PROVIDED PASSAGE:
-=-=-
You can but admire our Lord's command of language.
Here again we have a cliché of our language in the original form.
The example would have hit the Pharisees as well.
Both the camel, which was probably the largest animal they knew of, and the gnat, which would do for the smallest, are unclean in the ceremonial law.
The hyperbole would probably have produced a couple of chuckles in the crowd.
The "more important matters" - "weightier," in the old King James Version, are an echo of the prophet Micah:
(Micah 6:8 NIV)  He has showed you, O man, what is good.
And what does the LORD require of you?
To act justly and to love mercy and to walk humbly with your God.
·        /Justice/—we have seen in our own time the growing conviction that our courts do not do justice.
The guilty go free if they can afford a sharp lawyer, and the innocent poor man is too often convicted.
As Oliver Wendell Holmes once reminded a litigant, "This is a court of  law, sir—not a court of justice."
But if this disturbs you, should you not render justice as you can?
We may not expect justice, but we can always try to deliver it.
·        /Mercy—/the balance weight of justice is mercy.
It is a clear point of the New Testament that those who forgive, are forgiven.
But forgiveness is difficult, for it goes against our anger, our lust for vengeance, and so much of our culture.
"Don't get mad, get even," says our culture.
How is one to go against this, unless there is the great love of mercy?
·        /Walking humbly with God/—here is a word picture of faithfulness.
Faith is an action word.
To walk with God is to be faithful to him.
To do so in humility means that you have a clear understanding of who you are—and who God truly is.
We need to check ourselves on these three things.
Let's put it in personal terms:
·        When you have a dispute with someone, are you concerned about getting your way, or resolving the argument fairly?
·        When someone offends you, is it a pleasure to be forgiving, or are you grudging about it?
·        Do you trust God completely, as one in control, or do you barter with him as an equal?
-=-=-
SHORT PROBLEM A:
Rewrite the passage on justice and mercy for the stretch from "But if this" through "says our culture.", substituting "society" for "culture".
-=-=-
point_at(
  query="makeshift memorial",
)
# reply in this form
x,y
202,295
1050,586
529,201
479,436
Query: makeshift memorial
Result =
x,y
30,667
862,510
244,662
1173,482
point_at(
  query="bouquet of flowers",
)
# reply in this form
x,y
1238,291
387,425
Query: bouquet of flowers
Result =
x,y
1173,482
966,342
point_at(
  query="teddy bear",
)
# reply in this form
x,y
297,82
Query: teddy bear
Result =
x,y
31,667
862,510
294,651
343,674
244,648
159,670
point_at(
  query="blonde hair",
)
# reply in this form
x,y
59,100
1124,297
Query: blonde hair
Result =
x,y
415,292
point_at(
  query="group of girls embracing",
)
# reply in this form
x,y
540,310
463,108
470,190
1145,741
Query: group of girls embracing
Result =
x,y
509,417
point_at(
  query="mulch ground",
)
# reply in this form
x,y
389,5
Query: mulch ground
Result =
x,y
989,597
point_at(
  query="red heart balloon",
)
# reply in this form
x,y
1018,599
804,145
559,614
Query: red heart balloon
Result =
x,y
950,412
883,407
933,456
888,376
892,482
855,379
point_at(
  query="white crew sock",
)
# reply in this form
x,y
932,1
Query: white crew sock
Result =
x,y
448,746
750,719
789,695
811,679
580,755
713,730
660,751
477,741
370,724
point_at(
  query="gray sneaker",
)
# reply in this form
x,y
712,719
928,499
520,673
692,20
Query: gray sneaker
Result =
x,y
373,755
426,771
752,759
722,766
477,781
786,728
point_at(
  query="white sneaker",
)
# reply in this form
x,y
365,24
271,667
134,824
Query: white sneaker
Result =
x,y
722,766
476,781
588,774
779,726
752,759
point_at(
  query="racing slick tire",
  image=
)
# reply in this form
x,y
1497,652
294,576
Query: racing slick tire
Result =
-=-=-
SHORT PROBLEM B:
Copy every one of the records above in full, requests included, and shift each coordinate in their answers by adding 46 to it.

EXPECTED OUTPUT A:
But if this disturbs you, should you not render justice as you can?
We may not expect justice, but we can always try to deliver it.
·        /Mercy—/the balance weight of justice is mercy.
It is a clear point of the New Testament that those who forgive, are forgiven.
But forgiveness is difficult, for it goes against our anger, our lust for vengeance, and so much of our society.
"Don't get mad, get even," says our society.

EXPECTED OUTPUT B:
point_at(
  query="makeshift memorial",
)
# reply in this form
x,y
202,295
1050,586
529,201
479,436
Query: makeshift memorial
Result =
x,y
76,713
908,556
290,708
1219,528
point_at(
  query="bouquet of flowers",
)
# reply in this form
x,y
1238,291
387,425
Query: bouquet of flowers
Result =
x,y
1219,528
1012,388
point_at(
  query="teddy bear",
)
# reply in this form
x,y
297,82
Query: teddy bear
Result =
x,y
77,713
908,556
340,697
389,720
290,694
205,716
point_at(
  query="blonde hair",
)
# reply in this form
x,y
59,100
1124,297
Query: blonde hair
Result =
x,y
461,338
point_at(
  query="group of girls embracing",
)
# reply in this form
x,y
540,310
463,108
470,190
1145,741
Query: group of girls embracing
Result =
x,y
555,463
point_at(
  query="mulch ground",
)
# reply in this form
x,y
389,5
Query: mulch ground
Result =
x,y
1035,643
point_at(
  query="red heart balloon",
)
# reply in this form
x,y
1018,599
804,145
559,614
Query: red heart balloon
Result =
x,y
996,458
929,453
979,502
934,422
938,528
901,425
point_at(
  query="white crew sock",
)
# reply in this form
x,y
932,1
Query: white crew sock
Result =
x,y
494,792
796,765
835,741
857,725
626,801
759,776
706,797
523,787
416,770
point_at(
  query="gray sneaker",
)
# reply in this form
x,y
712,719
928,499
520,673
692,20
Query: gray sneaker
Result =
x,y
419,801
472,817
798,805
768,812
523,827
832,774
point_at(
  query="white sneaker",
)
# reply in this form
x,y
365,24
271,667
134,824
Query: white sneaker
Result =
x,y
768,812
522,827
634,820
825,772
798,805
point_at(
  query="racing slick tire",
  image=
)
# reply in this form
x,y
1497,652
294,576
Query: racing slick tire
Result =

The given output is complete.